NTF WORKSHEET: PRESENTATION to PUBLIC BUILDING COMMISSION

NTF worksheet: douglascounty101. doc. 1-19.
NEBRASKA TAXPAYERS FOR FREEDOM WORKSHEET:
PRESENTATION TO PUBLIC BUILDING COMMISSION ON COURT EXPANSION, JUVENILE CENTER: Jan. 24, 2019.

Good morning. My name is Doug Kagan, representing NE Taxpayers for Freedom. Our taxpayer group strongly urges the commission to vote NO on issuing revenue bonds to expand the courthouse or juvenile center. The county has not yet tabulated and revealed the cost of renovating the MUD building or decided definitely on the site for a new juvenile center. No open meetings or open records from the beginning until recently. Awarding of no-bid contracts. Potential conflicts of interest between duties of elected officials and their duties as directors of the non-profit management. Lack of documentation for work approved. No serious consideration of alternative sites. Promised private funding not guaranteed. We believe that commissioners purposefully and intentionally created a convoluted, confusing non-profit mechanism to avoid public transparency.

Again, we ask the building commission to backtrack. We urge a process like that used in the 2016 county bond issue that includes 100% public, competitive bidding. The building commission would retain professional services of an expert consultant to assist in the development of a Request for Qualifications for interested bidder teams with expertise and assist the county in award of a contract. This process also would allow for consideration of alternative sites by offsetting any reduction in construction costs by a predetermined amount of internal cost borne by the county due to having separate facilities. The method to determine the internal cost to the county must be established prior to the competing teams developing their respective bids as a matter of transparency and fairness.

(Photo object pointing records)

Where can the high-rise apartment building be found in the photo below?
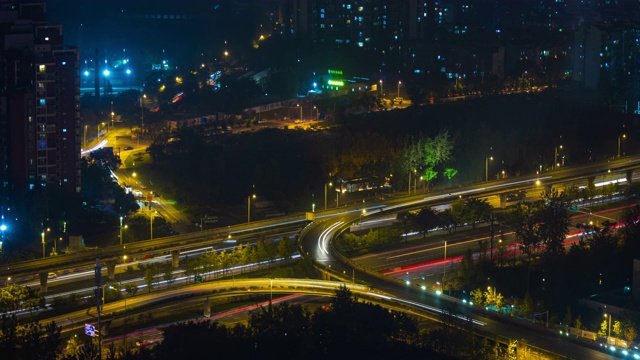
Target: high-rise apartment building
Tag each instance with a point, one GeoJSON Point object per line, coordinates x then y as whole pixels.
{"type": "Point", "coordinates": [39, 101]}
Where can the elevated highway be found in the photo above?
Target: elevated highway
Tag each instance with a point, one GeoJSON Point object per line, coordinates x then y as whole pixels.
{"type": "Point", "coordinates": [174, 244]}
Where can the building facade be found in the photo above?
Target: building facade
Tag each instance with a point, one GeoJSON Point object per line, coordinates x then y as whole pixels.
{"type": "Point", "coordinates": [39, 101]}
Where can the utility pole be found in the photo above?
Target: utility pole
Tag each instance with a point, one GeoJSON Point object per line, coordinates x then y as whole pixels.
{"type": "Point", "coordinates": [98, 275]}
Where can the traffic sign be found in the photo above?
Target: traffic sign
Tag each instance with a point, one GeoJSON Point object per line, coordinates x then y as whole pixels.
{"type": "Point", "coordinates": [89, 330]}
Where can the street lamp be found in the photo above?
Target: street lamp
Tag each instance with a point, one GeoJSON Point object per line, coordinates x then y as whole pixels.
{"type": "Point", "coordinates": [444, 266]}
{"type": "Point", "coordinates": [120, 230]}
{"type": "Point", "coordinates": [249, 207]}
{"type": "Point", "coordinates": [43, 248]}
{"type": "Point", "coordinates": [325, 193]}
{"type": "Point", "coordinates": [152, 213]}
{"type": "Point", "coordinates": [619, 138]}
{"type": "Point", "coordinates": [486, 167]}
{"type": "Point", "coordinates": [55, 246]}
{"type": "Point", "coordinates": [609, 333]}
{"type": "Point", "coordinates": [555, 157]}
{"type": "Point", "coordinates": [144, 96]}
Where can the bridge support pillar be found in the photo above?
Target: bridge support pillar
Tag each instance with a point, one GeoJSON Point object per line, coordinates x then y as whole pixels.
{"type": "Point", "coordinates": [175, 258]}
{"type": "Point", "coordinates": [503, 201]}
{"type": "Point", "coordinates": [43, 282]}
{"type": "Point", "coordinates": [325, 275]}
{"type": "Point", "coordinates": [111, 269]}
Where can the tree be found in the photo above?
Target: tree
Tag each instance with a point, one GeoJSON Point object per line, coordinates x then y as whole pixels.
{"type": "Point", "coordinates": [476, 210]}
{"type": "Point", "coordinates": [149, 277]}
{"type": "Point", "coordinates": [567, 317]}
{"type": "Point", "coordinates": [630, 333]}
{"type": "Point", "coordinates": [524, 222]}
{"type": "Point", "coordinates": [167, 269]}
{"type": "Point", "coordinates": [447, 220]}
{"type": "Point", "coordinates": [131, 289]}
{"type": "Point", "coordinates": [617, 330]}
{"type": "Point", "coordinates": [555, 221]}
{"type": "Point", "coordinates": [284, 248]}
{"type": "Point", "coordinates": [578, 323]}
{"type": "Point", "coordinates": [604, 328]}
{"type": "Point", "coordinates": [477, 297]}
{"type": "Point", "coordinates": [405, 219]}
{"type": "Point", "coordinates": [426, 220]}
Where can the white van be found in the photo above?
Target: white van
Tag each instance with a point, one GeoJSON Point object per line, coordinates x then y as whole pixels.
{"type": "Point", "coordinates": [208, 219]}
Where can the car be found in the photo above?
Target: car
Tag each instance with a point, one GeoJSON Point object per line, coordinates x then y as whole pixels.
{"type": "Point", "coordinates": [208, 219]}
{"type": "Point", "coordinates": [147, 342]}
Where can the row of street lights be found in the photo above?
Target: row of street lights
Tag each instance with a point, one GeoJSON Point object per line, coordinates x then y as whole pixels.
{"type": "Point", "coordinates": [314, 108]}
{"type": "Point", "coordinates": [382, 89]}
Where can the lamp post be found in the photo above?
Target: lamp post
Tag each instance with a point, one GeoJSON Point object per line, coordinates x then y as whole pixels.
{"type": "Point", "coordinates": [619, 138]}
{"type": "Point", "coordinates": [55, 246]}
{"type": "Point", "coordinates": [43, 241]}
{"type": "Point", "coordinates": [555, 157]}
{"type": "Point", "coordinates": [609, 333]}
{"type": "Point", "coordinates": [325, 193]}
{"type": "Point", "coordinates": [249, 207]}
{"type": "Point", "coordinates": [141, 117]}
{"type": "Point", "coordinates": [151, 214]}
{"type": "Point", "coordinates": [43, 249]}
{"type": "Point", "coordinates": [486, 167]}
{"type": "Point", "coordinates": [444, 266]}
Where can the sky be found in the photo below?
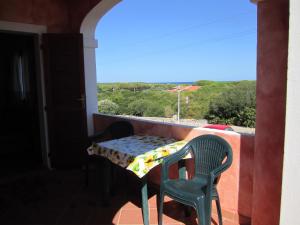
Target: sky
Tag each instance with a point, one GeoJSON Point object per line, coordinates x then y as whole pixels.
{"type": "Point", "coordinates": [177, 41]}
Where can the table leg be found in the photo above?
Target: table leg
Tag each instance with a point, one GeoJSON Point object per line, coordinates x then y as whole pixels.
{"type": "Point", "coordinates": [106, 169]}
{"type": "Point", "coordinates": [145, 208]}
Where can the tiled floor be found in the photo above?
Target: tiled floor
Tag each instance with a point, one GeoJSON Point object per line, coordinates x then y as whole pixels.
{"type": "Point", "coordinates": [60, 197]}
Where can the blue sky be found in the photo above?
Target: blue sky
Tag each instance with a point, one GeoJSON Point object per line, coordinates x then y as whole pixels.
{"type": "Point", "coordinates": [176, 41]}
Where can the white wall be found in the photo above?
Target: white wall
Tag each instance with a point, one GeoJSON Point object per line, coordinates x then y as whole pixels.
{"type": "Point", "coordinates": [290, 201]}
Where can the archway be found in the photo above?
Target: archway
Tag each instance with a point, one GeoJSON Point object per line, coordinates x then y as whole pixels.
{"type": "Point", "coordinates": [88, 28]}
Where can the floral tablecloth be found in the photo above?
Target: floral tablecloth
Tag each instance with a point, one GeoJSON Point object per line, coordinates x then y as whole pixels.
{"type": "Point", "coordinates": [138, 154]}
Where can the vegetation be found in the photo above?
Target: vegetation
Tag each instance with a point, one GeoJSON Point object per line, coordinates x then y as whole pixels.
{"type": "Point", "coordinates": [218, 102]}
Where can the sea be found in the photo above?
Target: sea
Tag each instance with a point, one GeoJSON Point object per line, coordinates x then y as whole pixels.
{"type": "Point", "coordinates": [176, 83]}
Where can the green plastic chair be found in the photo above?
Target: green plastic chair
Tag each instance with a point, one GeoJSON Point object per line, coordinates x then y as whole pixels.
{"type": "Point", "coordinates": [209, 153]}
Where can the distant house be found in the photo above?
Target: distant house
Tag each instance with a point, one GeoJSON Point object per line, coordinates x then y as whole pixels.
{"type": "Point", "coordinates": [184, 88]}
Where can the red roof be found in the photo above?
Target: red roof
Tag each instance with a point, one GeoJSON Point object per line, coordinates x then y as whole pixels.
{"type": "Point", "coordinates": [184, 88]}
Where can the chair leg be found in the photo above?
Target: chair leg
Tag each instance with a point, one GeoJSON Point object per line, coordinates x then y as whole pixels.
{"type": "Point", "coordinates": [160, 209]}
{"type": "Point", "coordinates": [87, 174]}
{"type": "Point", "coordinates": [219, 211]}
{"type": "Point", "coordinates": [200, 209]}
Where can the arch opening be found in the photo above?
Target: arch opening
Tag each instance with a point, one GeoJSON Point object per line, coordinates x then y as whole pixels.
{"type": "Point", "coordinates": [90, 43]}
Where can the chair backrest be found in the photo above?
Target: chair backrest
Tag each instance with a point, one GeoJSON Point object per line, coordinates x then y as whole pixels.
{"type": "Point", "coordinates": [120, 129]}
{"type": "Point", "coordinates": [209, 153]}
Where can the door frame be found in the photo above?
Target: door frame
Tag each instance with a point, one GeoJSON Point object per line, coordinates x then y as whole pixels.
{"type": "Point", "coordinates": [35, 30]}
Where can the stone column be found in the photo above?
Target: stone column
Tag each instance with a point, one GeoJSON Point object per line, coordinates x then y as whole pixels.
{"type": "Point", "coordinates": [272, 54]}
{"type": "Point", "coordinates": [89, 46]}
{"type": "Point", "coordinates": [291, 165]}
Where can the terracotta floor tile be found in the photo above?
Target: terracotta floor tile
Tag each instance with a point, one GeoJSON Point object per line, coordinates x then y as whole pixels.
{"type": "Point", "coordinates": [104, 216]}
{"type": "Point", "coordinates": [131, 216]}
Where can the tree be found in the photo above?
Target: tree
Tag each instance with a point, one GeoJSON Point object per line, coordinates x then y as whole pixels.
{"type": "Point", "coordinates": [235, 106]}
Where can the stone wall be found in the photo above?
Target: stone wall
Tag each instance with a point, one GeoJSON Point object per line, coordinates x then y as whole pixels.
{"type": "Point", "coordinates": [235, 187]}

▶ **Tasks and exercises**:
#1 In the court expansion presentation, what does the taxpayer group urge the commission to vote NO on?
#2 Substitute "sole-source contracts" for "no-bid contracts" in the court expansion presentation, and write out the passage starting with "Good morning. My" and going on through "avoid public transparency.".
#3 Extend the presentation on the court expansion and juvenile center with further paragraphs following its last sentence.

▶ **Responses for each task**:
#1 Issuing revenue bonds to expand the courthouse or juvenile center.

#2
Good morning. My name is Doug Kagan, representing NE Taxpayers for Freedom. Our taxpayer group strongly urges the commission to vote NO on issuing revenue bonds to expand the courthouse or juvenile center. The county has not yet tabulated and revealed the cost of renovating the MUD building or decided definitely on the site for a new juvenile center. No open meetings or open records from the beginning until recently. Awarding of sole-source contracts. Potential conflicts of interest between duties of elected officials and their duties as directors of the non-profit management. Lack of documentation for work approved. No serious consideration of alternative sites. Promised private funding not guaranteed. We believe that commissioners purposefully and intentionally created a convoluted, confusing non-profit mechanism to avoid public transparency.

#3
The county would then select a short list of qualified developer/designer/contractor bidder teams. Each team in its bidding would have the discretion to propose each facility on the preferred site or propose an alternative site. These qualified teams would develop a design and construction cost based on a program and site development requirements developed by the county with its consultant. The contract would be awarded using a commonly used Technically Acceptable-Least Cost selection analysis that would include construction cost plus any differential, internal cost to the county.

At this time, we simply do not know if there exists less costly alternatives. Taxpayers will not welcome a property tax hike on their homes and businesses if no open bidding. Understand also that angry taxpayers, including our members, will testify this afternoon on LB 20, a legislative bill to close a loophole, to require voter approval for issuance of public building commission bonds to hold public officials accountable.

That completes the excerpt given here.